### [Work to do]
Output the data below verbatim, keeping every line and its wording unchanged.

*** Data provided

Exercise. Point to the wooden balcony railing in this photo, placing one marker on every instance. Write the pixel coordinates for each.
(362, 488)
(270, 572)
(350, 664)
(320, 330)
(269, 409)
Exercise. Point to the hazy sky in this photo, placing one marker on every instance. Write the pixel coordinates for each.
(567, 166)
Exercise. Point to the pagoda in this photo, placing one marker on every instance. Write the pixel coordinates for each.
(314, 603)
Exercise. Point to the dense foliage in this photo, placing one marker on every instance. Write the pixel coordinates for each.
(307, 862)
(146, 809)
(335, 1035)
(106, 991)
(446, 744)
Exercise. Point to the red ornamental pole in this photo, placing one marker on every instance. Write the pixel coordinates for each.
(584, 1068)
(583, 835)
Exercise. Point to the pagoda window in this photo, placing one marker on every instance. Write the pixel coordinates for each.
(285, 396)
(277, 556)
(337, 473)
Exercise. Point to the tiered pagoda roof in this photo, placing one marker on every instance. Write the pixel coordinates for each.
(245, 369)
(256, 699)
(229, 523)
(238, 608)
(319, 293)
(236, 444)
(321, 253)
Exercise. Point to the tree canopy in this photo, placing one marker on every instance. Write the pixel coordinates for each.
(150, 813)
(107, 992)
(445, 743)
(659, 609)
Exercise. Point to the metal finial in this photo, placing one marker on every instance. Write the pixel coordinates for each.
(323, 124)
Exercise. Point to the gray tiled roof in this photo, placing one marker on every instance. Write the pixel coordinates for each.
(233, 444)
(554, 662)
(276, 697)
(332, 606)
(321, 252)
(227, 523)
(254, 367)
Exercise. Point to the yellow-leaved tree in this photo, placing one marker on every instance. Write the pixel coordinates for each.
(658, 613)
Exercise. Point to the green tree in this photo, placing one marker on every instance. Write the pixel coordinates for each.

******

### [Task output]
Exercise. Point to the wooden balcony railing in this photo, placing one marker on every instance. Write the pixel coordinates for each.
(362, 488)
(270, 572)
(350, 664)
(320, 330)
(269, 409)
Exercise. Point to the hazy sky in this photo, placing one marker on every instance. Write the pixel coordinates for each.
(567, 166)
Exercise. Point to the pagoda in this photo, placing one marker on every instance. Write the pixel coordinates for each.
(314, 603)
Exercise. Point to the dense foliage in this photo, placing one marker on every instance. Write the pixel coordinates for each.
(307, 862)
(146, 809)
(335, 1035)
(106, 991)
(446, 744)
Exercise. Point to the red ornamental pole in this photo, placing one marker on every instance. Write the pixel coordinates for each.
(584, 1068)
(583, 835)
Exercise. Point to the pagoda window in this photo, placing one marker on every instance. Write the pixel coordinates for each.
(285, 396)
(277, 556)
(337, 473)
Exercise. Point to the tiered pagoda roof in this photo, placing one marker on every instance. Write the pixel coordinates for each.
(245, 369)
(256, 699)
(229, 523)
(238, 608)
(319, 293)
(236, 444)
(321, 253)
Exercise. Point to the tree canopy in this photo, placing one marker on every instance. Write the pixel coordinates for each.
(150, 813)
(107, 992)
(445, 743)
(659, 609)
Exercise. Point to the metal finial in this photo, placing one marker on every instance. Write the pixel coordinates for each.
(323, 124)
Exercise. Point to the gray tiled roof in this photo, placing one marker on every instance. Write the pixel coordinates for each.
(233, 444)
(554, 662)
(276, 697)
(332, 606)
(321, 252)
(227, 523)
(254, 367)
Exercise. Point to the yellow-leaved tree in this photo, placing one marker on every instance. Write the pixel coordinates for each.
(658, 613)
Exercise. Point to the green tree in this photo, placing one marker on every instance. Write the pixel coordinates for each.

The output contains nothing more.